━━ Excerpt provided ━━

Formula to calculate logarithm with given base
Let we have taken a number x, and its base is k which is also given. The formula is like follow −
$$\mathrm{log_{k}\left ( x \right )=\frac{log_{m}\left ( x \right )}{log_{m}\left ( k \right )}}$$
Where m is any known (available base)
Using log10() where m = 10.
C++ cmath library provides log10() method to find log with base 10 for a given number. We can use this same function to calculate the log with given base k. The syntax for using log10() is shown below −
Syntax
#include < cmath > Log10( <number> )
Algorithm
read two numbers x and k
res := (find log x for base 10 using log10( x )) / (find log x for base 10 using log10( k ))
return res
Example
#include <iostream>
#include <cmath>
using namespace std;
float solve( int x, int k){
float answer;
answer = log10( x ) / log10( k );
return answer;
}
int main(){
cout << "Log base 8 for input x = 512 is: " << solve( 512, 8 ) <<
endl;
cout << "Log base 9 for input x = 59049 is: " << solve( 59049, 9 )

━━━

| Request |
Print the part of the excerpt on calculating a logarithm with a given base that runs from "Formula to calculate" up to and including "Log10( <number> )", reproducing it word for word.

━━ Raw data ━━

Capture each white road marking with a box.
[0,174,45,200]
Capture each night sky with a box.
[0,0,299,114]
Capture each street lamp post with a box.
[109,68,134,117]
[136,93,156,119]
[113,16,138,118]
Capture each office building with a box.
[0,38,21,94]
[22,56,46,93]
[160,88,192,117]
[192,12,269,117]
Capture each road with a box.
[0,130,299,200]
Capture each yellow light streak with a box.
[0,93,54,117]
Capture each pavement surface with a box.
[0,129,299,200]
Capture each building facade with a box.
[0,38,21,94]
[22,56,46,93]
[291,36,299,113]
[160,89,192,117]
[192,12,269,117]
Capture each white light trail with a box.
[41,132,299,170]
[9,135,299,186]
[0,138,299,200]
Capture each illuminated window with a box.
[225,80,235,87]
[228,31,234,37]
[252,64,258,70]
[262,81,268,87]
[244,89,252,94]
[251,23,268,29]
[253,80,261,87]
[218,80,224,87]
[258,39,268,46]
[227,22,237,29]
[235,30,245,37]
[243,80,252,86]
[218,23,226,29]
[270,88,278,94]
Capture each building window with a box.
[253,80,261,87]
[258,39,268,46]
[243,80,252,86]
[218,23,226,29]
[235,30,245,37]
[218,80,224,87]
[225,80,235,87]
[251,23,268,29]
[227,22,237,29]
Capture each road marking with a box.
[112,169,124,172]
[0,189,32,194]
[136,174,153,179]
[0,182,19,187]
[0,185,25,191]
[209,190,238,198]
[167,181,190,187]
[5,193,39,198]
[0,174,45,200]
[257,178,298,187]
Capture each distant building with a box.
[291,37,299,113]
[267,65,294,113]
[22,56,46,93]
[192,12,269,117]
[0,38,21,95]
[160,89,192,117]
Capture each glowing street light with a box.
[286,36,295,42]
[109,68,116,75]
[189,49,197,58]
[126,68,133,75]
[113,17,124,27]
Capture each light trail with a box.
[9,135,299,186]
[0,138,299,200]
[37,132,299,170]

━━━

| Result of this exercise |
Formula to calculate logarithm with given base
Let we have taken a number x, and its base is k which is also given. The formula is like follow −
$$\mathrm{log_{k}\left ( x \right )=\frac{log_{m}\left ( x \right )}{log_{m}\left ( k \right )}}$$
Where m is any known (available base)
Using log10() where m = 10.
C++ cmath library provides log10() method to find log with base 10 for a given number. We can use this same function to calculate the log with given base k. The syntax for using log10() is shown below −
Syntax
#include < cmath > Log10( <number> )